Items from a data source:

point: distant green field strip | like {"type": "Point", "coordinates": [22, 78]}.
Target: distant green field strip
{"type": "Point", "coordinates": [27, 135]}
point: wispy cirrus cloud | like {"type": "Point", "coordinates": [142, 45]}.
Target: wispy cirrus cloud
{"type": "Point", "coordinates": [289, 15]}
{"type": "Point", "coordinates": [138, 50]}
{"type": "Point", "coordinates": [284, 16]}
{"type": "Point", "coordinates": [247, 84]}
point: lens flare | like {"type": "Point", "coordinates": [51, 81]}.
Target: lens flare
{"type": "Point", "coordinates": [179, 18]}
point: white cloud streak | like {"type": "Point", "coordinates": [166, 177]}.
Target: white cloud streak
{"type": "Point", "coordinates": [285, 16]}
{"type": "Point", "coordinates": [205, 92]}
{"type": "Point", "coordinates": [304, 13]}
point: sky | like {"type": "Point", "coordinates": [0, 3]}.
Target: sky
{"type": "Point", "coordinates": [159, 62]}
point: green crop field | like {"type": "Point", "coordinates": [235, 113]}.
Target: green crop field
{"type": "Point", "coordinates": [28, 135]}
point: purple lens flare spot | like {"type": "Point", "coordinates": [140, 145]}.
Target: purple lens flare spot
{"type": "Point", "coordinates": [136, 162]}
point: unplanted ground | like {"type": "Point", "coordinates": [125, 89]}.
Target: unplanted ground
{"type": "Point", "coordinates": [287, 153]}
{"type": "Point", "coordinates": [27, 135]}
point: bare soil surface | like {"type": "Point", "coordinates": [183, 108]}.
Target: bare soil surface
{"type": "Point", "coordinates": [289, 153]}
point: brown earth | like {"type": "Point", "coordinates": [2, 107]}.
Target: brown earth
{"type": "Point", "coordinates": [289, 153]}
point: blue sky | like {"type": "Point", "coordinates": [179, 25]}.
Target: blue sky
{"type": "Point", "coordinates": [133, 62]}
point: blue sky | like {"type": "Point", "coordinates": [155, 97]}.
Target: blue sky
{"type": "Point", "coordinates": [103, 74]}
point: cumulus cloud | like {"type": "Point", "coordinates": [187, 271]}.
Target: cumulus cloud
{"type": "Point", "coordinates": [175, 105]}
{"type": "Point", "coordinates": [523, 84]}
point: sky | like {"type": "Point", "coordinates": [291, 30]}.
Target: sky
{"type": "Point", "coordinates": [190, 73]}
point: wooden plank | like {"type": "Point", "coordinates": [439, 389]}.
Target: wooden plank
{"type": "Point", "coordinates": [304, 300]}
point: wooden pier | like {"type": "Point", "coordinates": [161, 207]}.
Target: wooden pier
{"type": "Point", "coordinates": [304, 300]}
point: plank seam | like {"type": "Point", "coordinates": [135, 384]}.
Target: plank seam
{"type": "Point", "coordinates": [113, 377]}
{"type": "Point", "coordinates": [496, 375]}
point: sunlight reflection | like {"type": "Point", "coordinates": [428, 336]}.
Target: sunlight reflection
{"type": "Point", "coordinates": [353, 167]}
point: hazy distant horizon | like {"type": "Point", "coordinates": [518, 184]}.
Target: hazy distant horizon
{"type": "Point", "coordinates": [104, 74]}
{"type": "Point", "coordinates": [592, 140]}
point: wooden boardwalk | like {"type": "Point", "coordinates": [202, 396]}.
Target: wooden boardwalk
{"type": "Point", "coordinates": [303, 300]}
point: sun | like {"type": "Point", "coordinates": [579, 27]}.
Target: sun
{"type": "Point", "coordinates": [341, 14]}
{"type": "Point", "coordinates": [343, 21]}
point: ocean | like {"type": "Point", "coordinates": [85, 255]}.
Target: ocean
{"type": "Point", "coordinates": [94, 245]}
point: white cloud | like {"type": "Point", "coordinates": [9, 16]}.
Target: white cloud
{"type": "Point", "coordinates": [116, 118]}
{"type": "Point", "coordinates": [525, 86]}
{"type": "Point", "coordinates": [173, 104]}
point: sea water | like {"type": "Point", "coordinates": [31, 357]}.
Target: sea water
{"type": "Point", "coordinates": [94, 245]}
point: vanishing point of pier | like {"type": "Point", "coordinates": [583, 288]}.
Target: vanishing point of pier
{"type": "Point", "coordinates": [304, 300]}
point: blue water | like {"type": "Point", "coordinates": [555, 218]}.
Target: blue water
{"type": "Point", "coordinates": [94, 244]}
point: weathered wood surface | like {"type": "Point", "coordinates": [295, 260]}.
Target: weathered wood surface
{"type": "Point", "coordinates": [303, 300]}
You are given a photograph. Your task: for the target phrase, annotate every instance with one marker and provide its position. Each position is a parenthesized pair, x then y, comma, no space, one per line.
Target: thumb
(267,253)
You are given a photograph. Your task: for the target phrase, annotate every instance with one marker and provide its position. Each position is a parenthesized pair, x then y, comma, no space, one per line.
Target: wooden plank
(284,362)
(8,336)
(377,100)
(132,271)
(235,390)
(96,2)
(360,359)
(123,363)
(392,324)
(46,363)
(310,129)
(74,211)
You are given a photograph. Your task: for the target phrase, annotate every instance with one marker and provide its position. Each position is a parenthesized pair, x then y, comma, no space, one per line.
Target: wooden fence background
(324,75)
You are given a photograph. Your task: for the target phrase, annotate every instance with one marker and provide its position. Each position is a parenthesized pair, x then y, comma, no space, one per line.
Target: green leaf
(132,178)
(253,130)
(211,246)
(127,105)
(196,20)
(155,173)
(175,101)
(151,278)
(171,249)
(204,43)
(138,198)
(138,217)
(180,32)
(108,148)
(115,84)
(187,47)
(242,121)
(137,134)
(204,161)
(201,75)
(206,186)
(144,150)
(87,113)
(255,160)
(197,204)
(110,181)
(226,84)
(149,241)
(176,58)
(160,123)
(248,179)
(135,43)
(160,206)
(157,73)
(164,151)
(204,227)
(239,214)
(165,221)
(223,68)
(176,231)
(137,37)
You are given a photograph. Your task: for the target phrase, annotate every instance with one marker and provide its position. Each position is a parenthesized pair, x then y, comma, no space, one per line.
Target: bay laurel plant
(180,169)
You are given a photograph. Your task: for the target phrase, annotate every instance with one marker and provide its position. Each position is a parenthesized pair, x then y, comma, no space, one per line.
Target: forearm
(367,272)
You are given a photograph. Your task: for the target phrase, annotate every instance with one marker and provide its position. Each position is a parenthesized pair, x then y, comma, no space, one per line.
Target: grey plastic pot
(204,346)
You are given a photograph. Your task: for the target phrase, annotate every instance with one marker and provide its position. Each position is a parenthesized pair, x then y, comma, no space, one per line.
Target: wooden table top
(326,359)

**Problem to solve**
An exact copy of every record above is what's needed here.

**Response to the task**
point: distant green field strip | like {"type": "Point", "coordinates": [22, 78]}.
Target: distant green field strip
{"type": "Point", "coordinates": [27, 135]}
point: wispy cirrus cloud | like {"type": "Point", "coordinates": [142, 45]}.
Target: wispy cirrus cloud
{"type": "Point", "coordinates": [289, 15]}
{"type": "Point", "coordinates": [138, 50]}
{"type": "Point", "coordinates": [284, 16]}
{"type": "Point", "coordinates": [247, 84]}
point: lens flare | like {"type": "Point", "coordinates": [51, 81]}.
Target: lens flare
{"type": "Point", "coordinates": [179, 18]}
point: white cloud streak | like {"type": "Point", "coordinates": [166, 177]}.
Target: white cloud streak
{"type": "Point", "coordinates": [285, 16]}
{"type": "Point", "coordinates": [205, 92]}
{"type": "Point", "coordinates": [304, 13]}
point: sky | like {"type": "Point", "coordinates": [0, 3]}.
Target: sky
{"type": "Point", "coordinates": [159, 62]}
point: green crop field | like {"type": "Point", "coordinates": [235, 113]}.
Target: green crop field
{"type": "Point", "coordinates": [28, 135]}
point: purple lens flare spot | like {"type": "Point", "coordinates": [140, 145]}.
Target: purple lens flare spot
{"type": "Point", "coordinates": [136, 162]}
point: unplanted ground | like {"type": "Point", "coordinates": [125, 89]}.
Target: unplanted ground
{"type": "Point", "coordinates": [287, 153]}
{"type": "Point", "coordinates": [27, 135]}
point: bare soil surface | like {"type": "Point", "coordinates": [183, 108]}.
Target: bare soil surface
{"type": "Point", "coordinates": [289, 153]}
point: brown earth | like {"type": "Point", "coordinates": [2, 107]}.
Target: brown earth
{"type": "Point", "coordinates": [289, 153]}
point: blue sky | like {"type": "Point", "coordinates": [179, 25]}.
Target: blue sky
{"type": "Point", "coordinates": [133, 62]}
point: blue sky | like {"type": "Point", "coordinates": [155, 97]}.
Target: blue sky
{"type": "Point", "coordinates": [103, 74]}
point: cumulus cloud | like {"type": "Point", "coordinates": [187, 271]}.
Target: cumulus cloud
{"type": "Point", "coordinates": [175, 105]}
{"type": "Point", "coordinates": [523, 84]}
point: sky | like {"type": "Point", "coordinates": [291, 30]}.
Target: sky
{"type": "Point", "coordinates": [190, 73]}
point: wooden plank | like {"type": "Point", "coordinates": [439, 389]}.
Target: wooden plank
{"type": "Point", "coordinates": [304, 300]}
point: wooden pier | like {"type": "Point", "coordinates": [161, 207]}.
Target: wooden pier
{"type": "Point", "coordinates": [304, 300]}
point: plank seam | like {"type": "Point", "coordinates": [135, 384]}.
Target: plank seam
{"type": "Point", "coordinates": [113, 377]}
{"type": "Point", "coordinates": [496, 375]}
point: sunlight reflection | like {"type": "Point", "coordinates": [428, 336]}.
Target: sunlight reflection
{"type": "Point", "coordinates": [353, 167]}
point: hazy distant horizon | like {"type": "Point", "coordinates": [518, 184]}.
Target: hazy distant horizon
{"type": "Point", "coordinates": [104, 74]}
{"type": "Point", "coordinates": [592, 140]}
point: wooden boardwalk | like {"type": "Point", "coordinates": [202, 396]}.
Target: wooden boardwalk
{"type": "Point", "coordinates": [303, 300]}
point: sun | like {"type": "Point", "coordinates": [579, 27]}.
Target: sun
{"type": "Point", "coordinates": [341, 14]}
{"type": "Point", "coordinates": [343, 21]}
point: ocean | like {"type": "Point", "coordinates": [85, 255]}.
Target: ocean
{"type": "Point", "coordinates": [94, 245]}
point: white cloud | like {"type": "Point", "coordinates": [9, 16]}.
Target: white cloud
{"type": "Point", "coordinates": [116, 118]}
{"type": "Point", "coordinates": [525, 86]}
{"type": "Point", "coordinates": [173, 104]}
point: sea water | like {"type": "Point", "coordinates": [31, 357]}.
Target: sea water
{"type": "Point", "coordinates": [94, 245]}
point: vanishing point of pier | like {"type": "Point", "coordinates": [583, 288]}.
Target: vanishing point of pier
{"type": "Point", "coordinates": [304, 300]}
point: blue water | like {"type": "Point", "coordinates": [555, 218]}.
Target: blue water
{"type": "Point", "coordinates": [94, 244]}
point: weathered wood surface | like {"type": "Point", "coordinates": [295, 260]}.
Target: weathered wood surface
{"type": "Point", "coordinates": [303, 300]}
You are given a photograph. Your task: for the target phrase, annotate every instance with one marker and provide its position. Each position is a parenthesized pair, x then y, comma, no space, one per line.
Target: thumb
(267,253)
You are given a photograph. Your task: for the target phrase, annotate every instance with one marker and provide its position. Each position is a parenthesized pair, x then y, comma, no space, one per line.
Target: wooden plank
(284,362)
(8,336)
(377,100)
(132,271)
(235,390)
(96,2)
(360,359)
(123,363)
(392,324)
(46,363)
(310,129)
(74,211)
You are given a photograph. Your task: for the target phrase, annotate every instance with one marker and provide its position. Each position is a parenthesized pair, x then y, comma, no space, one per line.
Target: wooden fence background
(324,75)
You are given a photograph. Your task: for the target phrase, annotate every instance with one marker and provide its position. Each position is a parenthesized pair, x then y, comma, no space, one per line.
Target: green leaf
(132,178)
(253,130)
(211,246)
(127,105)
(196,20)
(155,173)
(175,101)
(151,278)
(171,249)
(204,43)
(138,198)
(138,217)
(180,32)
(108,148)
(115,84)
(187,47)
(242,121)
(137,134)
(204,161)
(201,75)
(206,186)
(144,150)
(87,113)
(255,160)
(197,204)
(110,181)
(226,84)
(149,241)
(176,58)
(160,123)
(248,179)
(135,43)
(160,206)
(157,73)
(164,151)
(204,227)
(239,214)
(165,221)
(223,68)
(176,231)
(137,37)
You are given a photograph. Your task: for the target phrase, annotate every instance with one marker and provide its position. Each position is a parenthesized pair, x then y, comma, no space, one per line.
Target: bay laurel plant
(180,169)
You are given a photograph. Your task: for the target phrase, annotate every instance with one marker and provide its position. Each position is a parenthesized pair, x then y, comma, no space, one per line.
Target: forearm
(367,272)
You are given a photograph. Your task: for the target phrase, annotate every instance with one marker and provide its position. Each position is a parenthesized pair, x then y, comma, no space, one per line.
Target: grey plastic pot
(204,346)
You are given a photograph. Your task: for the target phrase, annotate every instance with one marker and provide its position. Each position is a parenthesized pair, x then y, comma, no space, one per line.
Target: wooden table top
(326,359)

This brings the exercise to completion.